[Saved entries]

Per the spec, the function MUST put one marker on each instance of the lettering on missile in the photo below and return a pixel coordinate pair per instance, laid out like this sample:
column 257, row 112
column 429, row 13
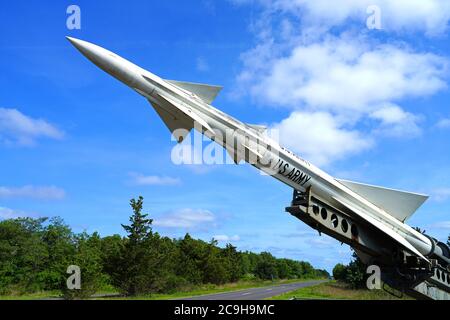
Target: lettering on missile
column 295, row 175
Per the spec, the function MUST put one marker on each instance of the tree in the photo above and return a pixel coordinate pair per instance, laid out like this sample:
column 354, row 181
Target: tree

...

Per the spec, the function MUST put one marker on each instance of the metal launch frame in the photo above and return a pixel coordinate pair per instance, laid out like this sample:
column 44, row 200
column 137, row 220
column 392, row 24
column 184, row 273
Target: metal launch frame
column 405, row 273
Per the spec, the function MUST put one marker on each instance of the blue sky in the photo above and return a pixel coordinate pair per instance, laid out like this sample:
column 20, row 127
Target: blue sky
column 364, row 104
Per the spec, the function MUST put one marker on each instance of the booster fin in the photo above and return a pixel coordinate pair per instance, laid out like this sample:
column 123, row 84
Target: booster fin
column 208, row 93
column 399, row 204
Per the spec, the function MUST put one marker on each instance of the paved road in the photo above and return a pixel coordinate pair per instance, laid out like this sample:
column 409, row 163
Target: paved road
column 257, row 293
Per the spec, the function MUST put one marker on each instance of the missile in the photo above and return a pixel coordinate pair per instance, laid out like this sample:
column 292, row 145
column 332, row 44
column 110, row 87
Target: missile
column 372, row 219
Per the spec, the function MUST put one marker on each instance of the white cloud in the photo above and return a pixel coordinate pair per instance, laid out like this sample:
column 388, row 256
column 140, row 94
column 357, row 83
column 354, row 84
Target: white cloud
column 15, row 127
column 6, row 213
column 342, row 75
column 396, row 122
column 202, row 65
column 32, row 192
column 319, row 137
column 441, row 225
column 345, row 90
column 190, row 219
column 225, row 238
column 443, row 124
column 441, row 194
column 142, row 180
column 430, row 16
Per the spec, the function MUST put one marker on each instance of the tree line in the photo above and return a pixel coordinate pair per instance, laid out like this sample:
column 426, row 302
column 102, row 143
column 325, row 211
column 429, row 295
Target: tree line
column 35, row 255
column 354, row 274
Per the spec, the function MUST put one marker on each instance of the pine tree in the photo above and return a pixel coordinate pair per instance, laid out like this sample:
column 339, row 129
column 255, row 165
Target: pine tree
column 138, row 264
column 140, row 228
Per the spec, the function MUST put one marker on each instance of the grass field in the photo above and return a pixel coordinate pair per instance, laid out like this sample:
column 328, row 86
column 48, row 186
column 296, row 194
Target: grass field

_EXERCISE OBJECTIVE_: The range runs from the line above containing "column 102, row 143" to the line containing "Target: grass field", inclusive. Restate those lines word for word and no others.

_EXERCISE SOLUTION_:
column 102, row 143
column 325, row 211
column 429, row 295
Target: tree line
column 35, row 255
column 354, row 274
Per the spec, the function MUST put one marker on each instance of the pine tree in the photo above and return a pixel coordinate pair per instance, laid out like this sample:
column 339, row 129
column 255, row 165
Target: pine tree
column 138, row 264
column 140, row 228
Per the spec, the function MUST put one marker on each instance of the grass field in the photo above and return a pixel coordinate pair per instance, laid out like this sample:
column 328, row 86
column 48, row 186
column 296, row 194
Target: grass field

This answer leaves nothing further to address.